> **Text provided**
------------------------------------

CMDR

This is just an idea, its not even a “thing” yet, but here’s some of the ideas that have been stewing in my skull for some time now.

Prior Art

Before even glancing at this project, check out Pry, Rubbish, and Rush. Pry in particular in incredible. For the moment I have rather different goals though.

Background

So here’s the deal, years ago I read about the new fancy-shmancy Monad. Its goal, as I understood it boiled down to commands as objects. It was a fantastc concept. Naturally, as it has with many things, Microsoft failed to deliver.

And again, as it often does, the Oberon system did it first and better. I actually used the Oberon OS long before Monad was even thought of, but Monad is a more visible example.

In both cases they assumed the underlying system was also an object system and then gave you immense power over those elements, accessible from the commandline just like a standard shell. At this time of this writing, I am not working on my own operating system so I have no such luxury. However, unixy systems such as Linux, OS X, BSD, Hurd, and others provide a lot of process-level information and documentation that is exceedingly simple to access and parse. Provided you know where to look.

The Big Idea

I’d like to encapsulate commands and external processes as objects and replace most built-in bash commands with more object-oriented (and prettier) versions.

------------------------------------

> **Material supplied**
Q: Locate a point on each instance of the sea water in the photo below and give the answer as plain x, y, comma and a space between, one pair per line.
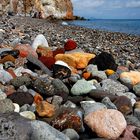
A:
129, 26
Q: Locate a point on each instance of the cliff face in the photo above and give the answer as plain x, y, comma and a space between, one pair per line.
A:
60, 9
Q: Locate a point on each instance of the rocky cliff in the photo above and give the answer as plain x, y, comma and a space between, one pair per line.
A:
60, 9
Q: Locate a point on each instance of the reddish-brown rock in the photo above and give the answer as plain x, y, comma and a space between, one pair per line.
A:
70, 45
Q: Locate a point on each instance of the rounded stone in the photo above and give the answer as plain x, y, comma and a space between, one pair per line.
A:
91, 106
107, 102
20, 81
21, 98
60, 89
82, 87
6, 106
28, 115
40, 40
71, 133
136, 88
17, 107
44, 88
107, 123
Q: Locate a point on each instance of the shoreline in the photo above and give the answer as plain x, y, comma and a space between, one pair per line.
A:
124, 47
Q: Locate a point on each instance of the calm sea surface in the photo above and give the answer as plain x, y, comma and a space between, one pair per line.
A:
115, 25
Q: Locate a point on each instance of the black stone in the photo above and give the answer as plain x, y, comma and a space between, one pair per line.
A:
104, 61
21, 98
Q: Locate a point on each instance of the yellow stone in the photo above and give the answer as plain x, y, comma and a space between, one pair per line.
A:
77, 60
132, 77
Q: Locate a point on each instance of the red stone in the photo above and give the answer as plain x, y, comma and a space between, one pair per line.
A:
70, 45
47, 61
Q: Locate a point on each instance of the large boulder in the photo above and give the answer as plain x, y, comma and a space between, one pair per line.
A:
60, 9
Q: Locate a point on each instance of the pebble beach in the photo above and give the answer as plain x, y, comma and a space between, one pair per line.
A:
62, 82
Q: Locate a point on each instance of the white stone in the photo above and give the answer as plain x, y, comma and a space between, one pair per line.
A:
28, 115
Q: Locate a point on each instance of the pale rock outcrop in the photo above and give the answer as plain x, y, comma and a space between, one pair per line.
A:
60, 9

------------------------------------

> **What is asked**
**a.** Answer these questions about the CMDR text:
(i) Which three projects does it say to check out before looking at this project?
(ii) Which system does it say did commands as objects first and better than Monad?
(iii) What does it propose to replace most built-in bash commands with?
**b.** Print the stretch of the CMDR text from "And again, as" through "(and prettier) versions.".

> **Outputs for the tasks**
**a.**
(i) Pry, Rubbish, and Rush.
(ii) The Oberon system.
(iii) More object-oriented (and prettier) versions.

**b.**
And again, as it often does, the Oberon system did it first and better. I actually used the Oberon OS long before Monad was even thought of, but Monad is a more visible example.

In both cases they assumed the underlying system was also an object system and then gave you immense power over those elements, accessible from the commandline just like a standard shell. At this time of this writing, I am not working on my own operating system so I have no such luxury. However, unixy systems such as Linux, OS X, BSD, Hurd, and others provide a lot of process-level information and documentation that is exceedingly simple to access and parse. Provided you know where to look.

The Big Idea

I’d like to encapsulate commands and external processes as objects and replace most built-in bash commands with more object-oriented (and prettier) versions.